Arrange all of the material below as a numbered list, omitting any blank lines.

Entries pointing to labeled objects
%%

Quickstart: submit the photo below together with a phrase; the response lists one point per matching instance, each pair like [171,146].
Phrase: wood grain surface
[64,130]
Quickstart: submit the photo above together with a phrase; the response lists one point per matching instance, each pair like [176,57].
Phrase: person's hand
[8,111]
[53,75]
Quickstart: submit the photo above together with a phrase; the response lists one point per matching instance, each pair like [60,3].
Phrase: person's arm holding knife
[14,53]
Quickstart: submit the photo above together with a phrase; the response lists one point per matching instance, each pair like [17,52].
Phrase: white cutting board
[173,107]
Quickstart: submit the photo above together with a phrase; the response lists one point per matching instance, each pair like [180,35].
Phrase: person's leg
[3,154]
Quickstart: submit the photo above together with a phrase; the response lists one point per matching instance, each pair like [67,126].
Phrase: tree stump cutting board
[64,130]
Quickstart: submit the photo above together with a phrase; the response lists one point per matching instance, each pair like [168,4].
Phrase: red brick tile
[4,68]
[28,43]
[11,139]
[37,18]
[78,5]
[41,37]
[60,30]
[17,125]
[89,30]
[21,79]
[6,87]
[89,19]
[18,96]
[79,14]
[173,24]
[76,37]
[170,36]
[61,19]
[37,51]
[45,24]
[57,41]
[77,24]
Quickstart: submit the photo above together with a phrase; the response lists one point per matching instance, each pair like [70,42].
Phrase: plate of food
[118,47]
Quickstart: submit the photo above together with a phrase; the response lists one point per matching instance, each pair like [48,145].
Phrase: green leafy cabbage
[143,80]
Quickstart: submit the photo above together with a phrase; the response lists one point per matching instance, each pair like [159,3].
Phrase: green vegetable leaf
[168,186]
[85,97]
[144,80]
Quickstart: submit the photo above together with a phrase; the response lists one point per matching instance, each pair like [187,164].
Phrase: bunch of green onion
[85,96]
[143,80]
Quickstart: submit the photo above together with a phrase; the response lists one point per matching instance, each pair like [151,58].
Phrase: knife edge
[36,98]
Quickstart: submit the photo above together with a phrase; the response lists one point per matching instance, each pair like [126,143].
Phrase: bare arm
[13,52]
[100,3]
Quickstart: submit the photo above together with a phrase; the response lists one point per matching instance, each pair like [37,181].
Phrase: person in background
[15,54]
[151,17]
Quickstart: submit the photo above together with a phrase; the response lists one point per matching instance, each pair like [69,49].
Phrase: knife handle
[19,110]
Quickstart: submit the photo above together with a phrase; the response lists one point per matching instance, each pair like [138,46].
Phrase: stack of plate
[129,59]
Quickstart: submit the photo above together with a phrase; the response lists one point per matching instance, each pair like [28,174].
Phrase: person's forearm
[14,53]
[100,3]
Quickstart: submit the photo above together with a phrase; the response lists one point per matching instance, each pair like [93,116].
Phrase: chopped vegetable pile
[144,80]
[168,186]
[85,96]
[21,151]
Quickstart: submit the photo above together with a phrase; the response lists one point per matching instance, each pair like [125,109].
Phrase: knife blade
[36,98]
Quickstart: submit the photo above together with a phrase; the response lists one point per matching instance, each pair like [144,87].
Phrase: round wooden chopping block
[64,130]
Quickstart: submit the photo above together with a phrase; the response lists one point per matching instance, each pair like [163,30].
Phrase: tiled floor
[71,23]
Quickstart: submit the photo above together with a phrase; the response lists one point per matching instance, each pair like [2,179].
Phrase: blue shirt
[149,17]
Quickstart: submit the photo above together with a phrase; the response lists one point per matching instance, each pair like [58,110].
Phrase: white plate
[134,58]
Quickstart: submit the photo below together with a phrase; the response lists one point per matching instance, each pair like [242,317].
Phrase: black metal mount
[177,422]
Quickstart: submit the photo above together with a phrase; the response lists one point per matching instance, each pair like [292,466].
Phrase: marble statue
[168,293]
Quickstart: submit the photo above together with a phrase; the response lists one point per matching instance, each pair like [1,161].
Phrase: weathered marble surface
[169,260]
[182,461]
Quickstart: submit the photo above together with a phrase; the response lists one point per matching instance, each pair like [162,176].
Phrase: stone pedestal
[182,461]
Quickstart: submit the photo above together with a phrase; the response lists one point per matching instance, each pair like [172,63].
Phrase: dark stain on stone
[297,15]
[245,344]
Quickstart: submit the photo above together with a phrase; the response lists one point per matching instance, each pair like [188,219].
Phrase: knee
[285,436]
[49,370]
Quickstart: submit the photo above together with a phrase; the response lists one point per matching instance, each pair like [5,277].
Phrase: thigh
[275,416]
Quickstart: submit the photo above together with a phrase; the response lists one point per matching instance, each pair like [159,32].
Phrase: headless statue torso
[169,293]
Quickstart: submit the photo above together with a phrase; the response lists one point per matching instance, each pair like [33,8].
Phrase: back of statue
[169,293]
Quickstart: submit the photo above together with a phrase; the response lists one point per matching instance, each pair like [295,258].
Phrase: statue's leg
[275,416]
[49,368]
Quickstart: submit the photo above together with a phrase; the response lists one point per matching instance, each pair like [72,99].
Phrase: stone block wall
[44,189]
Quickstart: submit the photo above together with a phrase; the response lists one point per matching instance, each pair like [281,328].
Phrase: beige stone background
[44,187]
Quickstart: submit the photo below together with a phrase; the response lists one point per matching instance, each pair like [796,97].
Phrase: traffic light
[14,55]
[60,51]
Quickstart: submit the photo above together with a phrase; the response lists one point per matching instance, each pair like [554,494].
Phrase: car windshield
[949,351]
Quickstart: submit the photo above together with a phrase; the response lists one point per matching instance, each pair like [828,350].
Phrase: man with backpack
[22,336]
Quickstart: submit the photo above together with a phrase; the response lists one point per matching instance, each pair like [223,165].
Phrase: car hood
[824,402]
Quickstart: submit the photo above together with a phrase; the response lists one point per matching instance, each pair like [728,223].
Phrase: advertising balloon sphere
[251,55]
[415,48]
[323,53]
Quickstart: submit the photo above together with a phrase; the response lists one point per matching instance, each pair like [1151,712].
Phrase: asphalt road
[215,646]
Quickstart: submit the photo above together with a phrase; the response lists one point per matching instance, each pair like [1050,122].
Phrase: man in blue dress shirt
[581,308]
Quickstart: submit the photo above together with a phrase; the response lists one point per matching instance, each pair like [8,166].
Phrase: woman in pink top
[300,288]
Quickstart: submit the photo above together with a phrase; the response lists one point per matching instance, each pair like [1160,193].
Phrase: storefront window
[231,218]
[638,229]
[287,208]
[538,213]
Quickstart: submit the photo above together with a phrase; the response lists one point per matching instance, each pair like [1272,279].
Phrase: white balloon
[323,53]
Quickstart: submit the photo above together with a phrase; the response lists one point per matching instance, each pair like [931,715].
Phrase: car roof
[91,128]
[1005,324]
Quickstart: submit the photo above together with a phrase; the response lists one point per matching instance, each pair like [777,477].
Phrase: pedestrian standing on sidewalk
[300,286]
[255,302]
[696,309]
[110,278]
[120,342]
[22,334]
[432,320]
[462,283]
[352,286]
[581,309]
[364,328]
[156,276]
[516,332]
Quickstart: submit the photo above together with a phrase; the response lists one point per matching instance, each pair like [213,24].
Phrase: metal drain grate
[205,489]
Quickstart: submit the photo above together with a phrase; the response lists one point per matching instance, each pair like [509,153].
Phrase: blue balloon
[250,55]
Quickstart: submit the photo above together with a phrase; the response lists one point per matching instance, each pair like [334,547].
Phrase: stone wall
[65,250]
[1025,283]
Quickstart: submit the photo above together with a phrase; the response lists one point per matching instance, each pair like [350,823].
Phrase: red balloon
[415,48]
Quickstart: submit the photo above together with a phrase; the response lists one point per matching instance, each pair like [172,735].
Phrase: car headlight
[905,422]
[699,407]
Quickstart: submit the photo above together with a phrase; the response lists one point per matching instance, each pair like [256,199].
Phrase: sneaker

%%

▶ [Response]
1. Quickstart: submit the photo below together with a phrase; the response lists one point per matching instance, each pair like [171,146].
2. Phrase: wood grain surface
3. [64,130]
4. Quickstart: submit the photo above together with a phrase; the response lists one point per matching instance, each pair like [176,57].
5. Phrase: person's hand
6. [8,111]
7. [53,75]
8. Quickstart: submit the photo above together with a phrase; the response lists one point per matching instance, each pair like [60,3].
9. Phrase: person's arm holding knife
10. [14,53]
11. Quickstart: submit the photo above together with a phrase; the response lists one point per matching instance, each pair like [17,52].
12. Phrase: white cutting board
13. [173,107]
14. Quickstart: submit the photo above together with a phrase; the response lists one point per matching instance, each pair like [180,35].
15. Phrase: person's leg
16. [3,154]
17. Quickstart: submit the photo above together with a phrase; the response lists one point per matching instance, each pair like [67,126].
18. Phrase: tree stump cutting board
19. [64,130]
20. Quickstart: submit the photo above together with a phrase; the response lists one point per matching instance, each pair like [168,4].
21. Phrase: red brick tile
22. [4,68]
23. [28,43]
24. [11,139]
25. [37,18]
26. [78,5]
27. [41,37]
28. [60,30]
29. [17,125]
30. [89,30]
31. [21,79]
32. [6,87]
33. [89,19]
34. [18,96]
35. [79,14]
36. [173,24]
37. [76,37]
38. [170,36]
39. [61,19]
40. [37,51]
41. [45,24]
42. [57,41]
43. [77,24]
44. Quickstart: submit the photo above together with a phrase; the response lists one point per matching instance, each pair like [70,42].
45. Phrase: plate of food
46. [118,47]
47. Quickstart: submit the photo above together with a phrase; the response lists one point per matching instance, each pair like [48,145].
48. Phrase: green leafy cabbage
49. [143,80]
50. Quickstart: submit the photo above together with a phrase; the response lists one point per matching instance, each pair like [159,3].
51. Phrase: green vegetable leaf
52. [168,186]
53. [85,97]
54. [144,80]
55. Quickstart: submit the photo above together with a phrase; the response lists one point per matching instance, each pair like [187,164].
56. Phrase: bunch of green onion
57. [85,96]
58. [143,80]
59. Quickstart: submit the photo above together with a phrase; the response lists one point per matching instance, each pair like [151,58].
60. Phrase: knife edge
61. [36,98]
62. Quickstart: submit the photo above together with a phrase; the response lists one point per matching instance, each pair like [126,143].
63. Phrase: bare arm
64. [13,52]
65. [100,3]
66. Quickstart: submit the photo above together with a phrase; the response lists one point per matching instance, each pair like [37,181].
67. Phrase: person in background
68. [15,54]
69. [151,17]
70. Quickstart: submit the photo above together with a phrase; the response lists one point per matching instance, each pair like [69,49].
71. Phrase: knife handle
72. [19,110]
73. Quickstart: submit the photo above together with a phrase; the response lists one point per matching instance, each pair like [138,46].
74. Phrase: stack of plate
75. [129,59]
76. Quickstart: submit the photo above together with a phrase; the response lists one point per matching instance, each pair like [28,174].
77. Phrase: person's forearm
78. [14,53]
79. [100,3]
80. Quickstart: submit the photo above together with a phrase; the response lists one point per matching instance, each pair like [93,116].
81. Phrase: chopped vegetable pile
82. [144,80]
83. [168,186]
84. [85,96]
85. [21,151]
86. Quickstart: submit the photo above together with a phrase; the response lists one point per matching instance, each pair like [125,109].
87. Phrase: knife blade
88. [36,98]
89. Quickstart: submit the photo above together with a phrase; the response lists one point per matching instance, each pair like [144,87].
90. Phrase: round wooden chopping block
91. [64,130]
92. Quickstart: submit the photo above together with a phrase; the response lists one point per matching instance, each pair like [163,30].
93. Phrase: tiled floor
94. [71,23]
95. Quickstart: submit the photo above together with a phrase; the response lists one point per matching instance, each pair like [2,179].
96. Phrase: blue shirt
97. [149,17]
98. Quickstart: submit the photo above together with a phrase; the response lists one point per matching instance, each pair like [58,110].
99. Phrase: white plate
100. [134,58]
101. Quickstart: submit the photo below together with a phrase; the response lists one point per matching instance, each pair like [242,317].
102. Phrase: black metal mount
103. [177,422]
104. Quickstart: submit the photo above together with a phrase; the response lists one point per matching instance, each pair like [292,466].
105. Phrase: marble statue
106. [168,293]
107. Quickstart: submit the photo above together with a phrase; the response lists one point per matching instance, each pair like [1,161].
108. Phrase: weathered marble surface
109. [169,260]
110. [182,461]
111. Quickstart: submit the photo above together with a phrase; the response lists one point per matching instance, each pair like [162,176].
112. Phrase: stone pedestal
113. [182,461]
114. Quickstart: submit the photo above together with a phrase; the response lists one point per matching instance, each pair like [172,63].
115. Phrase: dark stain on stone
116. [297,15]
117. [245,344]
118. Quickstart: submit the photo above together with a phrase; the response lists one point per matching instance, each pair like [188,219].
119. Phrase: knee
120. [285,436]
121. [49,370]
122. Quickstart: submit the photo above together with a phrase; the response lists one point per matching instance, each pair like [5,277].
123. Phrase: thigh
124. [275,416]
125. Quickstart: submit the photo above together with a phrase; the response lists one point per matching instance, each pair like [159,32].
126. Phrase: headless statue torso
127. [169,293]
128. Quickstart: submit the photo above together with a phrase; the response lists one point per matching instance, each pair like [33,8].
129. Phrase: back of statue
130. [169,293]
131. Quickstart: submit the photo above together with a phrase; the response lists one point per matching instance, each pair like [295,258].
132. Phrase: statue's leg
133. [275,416]
134. [49,368]
135. Quickstart: submit the photo above together with a phrase; the response lists one point per matching instance, each pair like [72,99].
136. Phrase: stone block wall
137. [44,189]
138. Quickstart: submit the photo above together with a phrase; the response lists one point per matching instance, each pair like [281,328].
139. Phrase: beige stone background
140. [44,187]
141. Quickstart: submit the photo below together with a phrase; the response lists one point per matching instance, each pair like [796,97].
142. Phrase: traffic light
143. [14,55]
144. [60,51]
145. Quickstart: submit the photo above together with a phrase; the response lists one point per matching instance, each pair like [554,494].
146. Phrase: car windshield
147. [949,351]
148. Quickstart: submit the photo above together with a phrase; the response lists one point per matching instance, each pair like [828,350].
149. Phrase: man with backpack
150. [22,336]
151. Quickstart: submit the photo above together with a phrase; the response lists one point per matching instance, each pair like [223,165].
152. Phrase: car hood
153. [824,402]
154. Quickstart: submit the photo above together with a phrase; the response lists one point per matching instance, each pair like [728,223].
155. Phrase: advertising balloon sphere
156. [251,55]
157. [415,48]
158. [323,53]
159. Quickstart: submit the photo above together with a phrase; the response lists one point per matching instance, each pair like [1151,712].
160. Phrase: asphalt road
161. [215,646]
162. Quickstart: submit the photo above together with a phrase; the response lists one point per matching instance, each pair like [1050,122].
163. Phrase: man in blue dress shirt
164. [581,308]
165. Quickstart: submit the photo above together with a phrase; the response lists one point per matching instance, each pair like [8,166].
166. Phrase: woman in pink top
167. [300,288]
168. Quickstart: submit the photo above together with a phrase; the response lists one point per matching instance, each pair like [1160,193].
169. Phrase: storefront window
170. [231,218]
171. [638,229]
172. [287,208]
173. [538,213]
174. Quickstart: submit the photo above together with a phrase; the response lists one point per matching instance, each pair like [1272,279].
175. Phrase: white balloon
176. [323,53]
177. Quickstart: submit the photo above together with a phrase; the response lists one point per matching instance, each pair like [931,715].
178. Phrase: car roof
179. [91,128]
180. [1005,324]
181. Quickstart: submit the photo above together with a phrase; the response lists one point per matching instance, each pair like [777,477].
182. Phrase: pedestrian standing on sidewalk
183. [300,286]
184. [255,302]
185. [696,309]
186. [110,278]
187. [120,342]
188. [22,334]
189. [432,320]
190. [462,283]
191. [352,286]
192. [581,309]
193. [364,328]
194. [156,276]
195. [516,332]
196. Quickstart: submit the photo above together with a phrase; the response lists one point per matching instance, each pair like [213,24].
197. Phrase: metal drain grate
198. [205,489]
199. Quickstart: submit the photo above together with a phrase; the response lists one point per matching instance, each pair like [509,153].
200. Phrase: blue balloon
201. [250,55]
202. Quickstart: submit the photo above together with a phrase; the response lists one point per matching instance, each pair like [334,547].
203. Phrase: stone wall
204. [65,250]
205. [1025,283]
206. Quickstart: submit the photo above together with a phrase; the response lists one point per matching instance, each pair like [350,823].
207. Phrase: red balloon
208. [415,48]
209. Quickstart: submit the photo above together with a phrase; the response lists one point per matching instance, each pair like [172,735].
210. Phrase: car headlight
211. [905,422]
212. [699,407]
213. Quickstart: submit the photo above together with a phrase; the response lists one point per matching instance, each pair like [256,199].
214. Phrase: sneaker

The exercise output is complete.